**Problem statement:**
Could you retype every record below exactly as it appears?

### Record set

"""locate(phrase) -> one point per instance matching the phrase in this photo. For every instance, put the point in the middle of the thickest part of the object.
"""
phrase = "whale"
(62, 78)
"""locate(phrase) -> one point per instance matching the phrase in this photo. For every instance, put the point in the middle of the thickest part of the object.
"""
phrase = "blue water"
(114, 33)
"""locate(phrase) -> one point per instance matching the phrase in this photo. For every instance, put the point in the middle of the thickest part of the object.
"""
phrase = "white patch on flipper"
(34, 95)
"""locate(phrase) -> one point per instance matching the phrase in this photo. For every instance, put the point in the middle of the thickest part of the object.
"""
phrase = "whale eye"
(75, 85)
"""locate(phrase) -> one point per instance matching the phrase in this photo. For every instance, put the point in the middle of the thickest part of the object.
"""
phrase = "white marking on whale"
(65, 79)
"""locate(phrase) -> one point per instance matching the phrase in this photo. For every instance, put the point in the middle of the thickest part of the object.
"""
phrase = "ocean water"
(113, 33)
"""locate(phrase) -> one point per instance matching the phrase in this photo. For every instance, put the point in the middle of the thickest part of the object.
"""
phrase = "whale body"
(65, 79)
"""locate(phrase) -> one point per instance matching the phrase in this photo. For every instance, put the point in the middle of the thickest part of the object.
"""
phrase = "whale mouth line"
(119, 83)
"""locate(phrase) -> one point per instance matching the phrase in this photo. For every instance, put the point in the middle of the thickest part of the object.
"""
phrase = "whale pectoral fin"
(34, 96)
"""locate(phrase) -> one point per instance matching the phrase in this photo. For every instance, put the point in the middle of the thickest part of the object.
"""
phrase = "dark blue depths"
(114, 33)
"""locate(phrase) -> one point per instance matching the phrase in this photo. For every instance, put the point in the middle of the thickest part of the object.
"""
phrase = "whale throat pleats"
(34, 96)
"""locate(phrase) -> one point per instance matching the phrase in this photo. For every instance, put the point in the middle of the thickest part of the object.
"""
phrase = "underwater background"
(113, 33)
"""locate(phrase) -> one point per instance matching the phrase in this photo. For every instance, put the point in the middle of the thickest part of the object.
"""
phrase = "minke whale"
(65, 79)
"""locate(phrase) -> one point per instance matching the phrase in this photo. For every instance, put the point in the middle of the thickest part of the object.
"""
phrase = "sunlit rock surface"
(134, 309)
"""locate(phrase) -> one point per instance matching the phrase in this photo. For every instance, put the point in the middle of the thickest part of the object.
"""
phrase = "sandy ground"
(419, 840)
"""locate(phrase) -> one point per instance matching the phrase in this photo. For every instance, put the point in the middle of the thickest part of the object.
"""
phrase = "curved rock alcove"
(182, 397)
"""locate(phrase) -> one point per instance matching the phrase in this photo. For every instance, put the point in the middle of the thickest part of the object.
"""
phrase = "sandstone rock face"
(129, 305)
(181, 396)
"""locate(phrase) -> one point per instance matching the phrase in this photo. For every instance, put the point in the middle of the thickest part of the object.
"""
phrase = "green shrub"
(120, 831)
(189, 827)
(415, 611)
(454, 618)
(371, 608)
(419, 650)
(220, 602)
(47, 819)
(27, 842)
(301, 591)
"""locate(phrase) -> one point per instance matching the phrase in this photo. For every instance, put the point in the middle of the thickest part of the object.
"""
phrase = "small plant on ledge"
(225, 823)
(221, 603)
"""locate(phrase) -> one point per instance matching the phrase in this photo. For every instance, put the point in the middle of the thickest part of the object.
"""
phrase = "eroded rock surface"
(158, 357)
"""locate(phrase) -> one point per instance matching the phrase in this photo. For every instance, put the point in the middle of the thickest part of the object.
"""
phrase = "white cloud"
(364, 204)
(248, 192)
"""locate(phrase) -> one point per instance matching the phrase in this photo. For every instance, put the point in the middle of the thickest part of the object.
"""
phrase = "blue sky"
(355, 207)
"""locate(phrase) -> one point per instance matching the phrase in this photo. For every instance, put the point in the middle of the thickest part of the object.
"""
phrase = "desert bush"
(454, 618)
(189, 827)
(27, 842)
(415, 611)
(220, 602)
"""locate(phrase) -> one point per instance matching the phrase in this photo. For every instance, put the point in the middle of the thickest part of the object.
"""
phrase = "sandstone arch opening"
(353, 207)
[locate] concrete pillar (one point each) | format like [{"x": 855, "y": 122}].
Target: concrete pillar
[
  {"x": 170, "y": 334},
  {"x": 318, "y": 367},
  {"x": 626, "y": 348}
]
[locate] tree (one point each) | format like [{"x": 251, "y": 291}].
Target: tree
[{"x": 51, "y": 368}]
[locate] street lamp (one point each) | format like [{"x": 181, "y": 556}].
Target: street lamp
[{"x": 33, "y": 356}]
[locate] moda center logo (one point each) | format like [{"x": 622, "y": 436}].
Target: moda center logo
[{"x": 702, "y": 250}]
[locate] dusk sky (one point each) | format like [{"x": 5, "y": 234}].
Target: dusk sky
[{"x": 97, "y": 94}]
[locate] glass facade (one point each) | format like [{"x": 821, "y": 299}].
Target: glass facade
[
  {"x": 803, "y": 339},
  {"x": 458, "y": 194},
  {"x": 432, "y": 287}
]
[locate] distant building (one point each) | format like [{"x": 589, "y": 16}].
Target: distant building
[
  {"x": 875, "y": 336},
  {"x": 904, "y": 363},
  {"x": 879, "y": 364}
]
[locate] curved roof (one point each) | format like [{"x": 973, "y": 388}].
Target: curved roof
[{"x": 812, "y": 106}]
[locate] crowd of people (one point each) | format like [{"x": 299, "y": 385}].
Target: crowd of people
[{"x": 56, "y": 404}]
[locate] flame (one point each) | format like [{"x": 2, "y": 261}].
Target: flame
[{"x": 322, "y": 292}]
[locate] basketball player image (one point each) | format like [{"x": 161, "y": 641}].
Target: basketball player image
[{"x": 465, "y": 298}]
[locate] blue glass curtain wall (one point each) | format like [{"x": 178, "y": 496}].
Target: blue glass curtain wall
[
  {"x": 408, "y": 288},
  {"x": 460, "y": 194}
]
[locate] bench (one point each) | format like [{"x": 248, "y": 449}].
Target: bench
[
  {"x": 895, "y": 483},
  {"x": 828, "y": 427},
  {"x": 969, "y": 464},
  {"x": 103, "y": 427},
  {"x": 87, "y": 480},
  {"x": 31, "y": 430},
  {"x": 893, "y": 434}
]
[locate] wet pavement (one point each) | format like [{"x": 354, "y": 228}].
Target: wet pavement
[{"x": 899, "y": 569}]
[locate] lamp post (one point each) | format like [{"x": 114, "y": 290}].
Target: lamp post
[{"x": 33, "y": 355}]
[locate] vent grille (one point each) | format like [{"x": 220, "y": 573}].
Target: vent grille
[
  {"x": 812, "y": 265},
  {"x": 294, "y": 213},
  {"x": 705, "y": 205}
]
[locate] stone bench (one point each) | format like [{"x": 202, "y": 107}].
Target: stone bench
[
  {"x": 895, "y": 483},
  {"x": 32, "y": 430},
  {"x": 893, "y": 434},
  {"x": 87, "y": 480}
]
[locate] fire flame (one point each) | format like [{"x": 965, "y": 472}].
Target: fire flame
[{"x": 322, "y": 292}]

######

**Answer below:**
"""locate(phrase) -> one point per instance matching the phrase in this photo. For every instance, put the point in the middle of the thickest part of the object.
"""
phrase = "whale"
(62, 78)
"""locate(phrase) -> one point per instance matching the phrase in this photo. For every instance, put the point in the middle of the thickest part of the object.
"""
phrase = "blue water"
(114, 33)
"""locate(phrase) -> one point per instance matching the phrase in this photo. For every instance, put the point in the middle of the thickest part of the object.
"""
phrase = "white patch on flipper"
(34, 95)
"""locate(phrase) -> one point per instance matching the phrase in this photo. For every instance, put the point in the middle of the thickest part of the object.
"""
phrase = "whale eye"
(75, 85)
"""locate(phrase) -> one point per instance matching the phrase in this photo. For every instance, put the point in the middle of the thickest part of the object.
"""
phrase = "white marking on whale"
(65, 79)
"""locate(phrase) -> one point per instance matching the phrase in this photo. For every instance, put the point in the middle of the thickest part of the object.
"""
phrase = "ocean water"
(113, 33)
"""locate(phrase) -> one point per instance matching the phrase in this photo. For every instance, put the point in the middle of the thickest part of the object.
"""
phrase = "whale body"
(65, 79)
"""locate(phrase) -> one point per instance matching the phrase in this photo. For every instance, put the point in the middle of the thickest part of the object.
"""
phrase = "whale mouth line"
(119, 83)
"""locate(phrase) -> one point per instance matching the phrase in this photo. For every instance, put the point in the middle of the thickest part of the object.
"""
phrase = "whale pectoral fin"
(34, 96)
"""locate(phrase) -> one point per instance matching the phrase in this photo. For every instance, put the point in the middle of the thickest part of the object.
"""
phrase = "dark blue depths"
(114, 33)
"""locate(phrase) -> one point per instance matching the phrase in this photo. For every instance, put the point in the middle of the thickest part of the object.
"""
phrase = "whale throat pleats"
(34, 96)
"""locate(phrase) -> one point per instance matching the phrase in this photo. For every instance, put the point in the middle of the thickest part of the object.
"""
phrase = "underwater background"
(113, 33)
"""locate(phrase) -> one point per instance matching the phrase in this photo. For every instance, put the point in the middle of the thickest part of the object.
"""
phrase = "minke whale"
(65, 79)
"""locate(phrase) -> one point per instance matching the phrase in this photo. For every instance, put the point in the middle of the thickest part of the object.
"""
phrase = "sunlit rock surface"
(134, 309)
"""locate(phrase) -> one point per instance matching the phrase in this photo. For every instance, put the point in the middle of the thickest part of the object.
"""
phrase = "sandy ground"
(419, 840)
"""locate(phrase) -> one point per instance matching the phrase in this photo. For every instance, put the point in the middle of the thickest part of the object.
"""
phrase = "curved rock alcove"
(182, 397)
"""locate(phrase) -> one point per instance matching the phrase in this photo. For every instance, put the point in the middle of the thickest part of the object.
"""
phrase = "sandstone rock face"
(129, 305)
(181, 396)
"""locate(phrase) -> one point per instance matching the phrase in this photo. For every instance, put the point in the middle of the thickest part of the object.
"""
phrase = "green shrub"
(120, 831)
(189, 827)
(415, 611)
(454, 618)
(371, 608)
(419, 650)
(220, 602)
(47, 819)
(27, 842)
(301, 591)
"""locate(phrase) -> one point per instance matching the phrase in this photo. For every instance, put the point in the middle of the thickest part of the object.
"""
phrase = "small plant on ledge"
(225, 823)
(221, 603)
"""locate(phrase) -> one point per instance matching the phrase in this photo. For every instance, put the point in the middle of the thickest part of the object.
"""
phrase = "eroded rock surface"
(158, 357)
"""locate(phrase) -> one point per instance matching the phrase in this photo. For every instance, put the point in the middle of the thickest part of the object.
"""
phrase = "white cloud"
(364, 204)
(248, 192)
"""locate(phrase) -> one point per instance matching the phrase in this photo. For every instance, put the point in the middle of the thickest part of the object.
"""
phrase = "blue sky"
(355, 207)
"""locate(phrase) -> one point per instance matching the phrase in this photo. For every instance, put the point in the middle of the thickest part of the object.
"""
phrase = "desert bush"
(454, 618)
(189, 827)
(27, 842)
(415, 611)
(220, 602)
"""locate(phrase) -> one point per instance matching the phrase in this photo. For every instance, put the point in the middle of the thickest part of the object.
"""
phrase = "sandstone arch opening"
(353, 207)
[locate] concrete pillar (one point each) | format like [{"x": 855, "y": 122}].
Target: concrete pillar
[
  {"x": 170, "y": 334},
  {"x": 318, "y": 367},
  {"x": 626, "y": 348}
]
[locate] tree (one point each) | format like [{"x": 251, "y": 291}].
Target: tree
[{"x": 51, "y": 368}]
[locate] street lamp (one point each) | format like [{"x": 181, "y": 556}].
Target: street lamp
[{"x": 33, "y": 356}]
[locate] moda center logo (one point each) | format like [{"x": 622, "y": 436}].
Target: moda center logo
[{"x": 702, "y": 250}]
[locate] dusk sky (one point each) | format like [{"x": 5, "y": 234}].
Target: dusk sky
[{"x": 97, "y": 94}]
[locate] glass facade (one point each) | format like [{"x": 821, "y": 299}].
Target: glass facade
[
  {"x": 803, "y": 339},
  {"x": 458, "y": 194},
  {"x": 432, "y": 287}
]
[locate] distant building (one point each) | format like [{"x": 589, "y": 16}].
Target: distant building
[
  {"x": 875, "y": 336},
  {"x": 904, "y": 363},
  {"x": 879, "y": 364}
]
[locate] curved roof (one point each) | format like [{"x": 973, "y": 388}].
Target: curved roof
[{"x": 812, "y": 106}]
[locate] crowd of people (one point each) | format like [{"x": 299, "y": 385}].
Target: crowd of people
[{"x": 56, "y": 404}]
[locate] flame (one point each) | format like [{"x": 2, "y": 261}].
Target: flame
[{"x": 322, "y": 292}]
[locate] basketball player image (one point each) | format like [{"x": 161, "y": 641}].
Target: basketball player image
[{"x": 465, "y": 298}]
[locate] blue glass curtain wall (one point each) | format like [{"x": 178, "y": 496}].
Target: blue glass curtain wall
[
  {"x": 408, "y": 288},
  {"x": 460, "y": 194}
]
[locate] bench (one point each) | format like [{"x": 248, "y": 449}].
Target: bench
[
  {"x": 895, "y": 483},
  {"x": 828, "y": 427},
  {"x": 969, "y": 464},
  {"x": 103, "y": 427},
  {"x": 87, "y": 480},
  {"x": 31, "y": 430},
  {"x": 893, "y": 434}
]
[locate] wet pavement (one point each) | format like [{"x": 354, "y": 228}].
Target: wet pavement
[{"x": 899, "y": 569}]
[locate] lamp post (one point each) | format like [{"x": 114, "y": 290}].
Target: lamp post
[{"x": 33, "y": 355}]
[locate] vent grille (one point each) | format like [{"x": 220, "y": 573}].
Target: vent grille
[
  {"x": 812, "y": 265},
  {"x": 294, "y": 213},
  {"x": 705, "y": 205}
]
[locate] stone bench (one point each) | format like [{"x": 202, "y": 107}].
Target: stone bench
[
  {"x": 895, "y": 483},
  {"x": 32, "y": 430},
  {"x": 893, "y": 434},
  {"x": 87, "y": 480}
]
[locate] fire flame (one point each) | format like [{"x": 965, "y": 472}].
Target: fire flame
[{"x": 322, "y": 292}]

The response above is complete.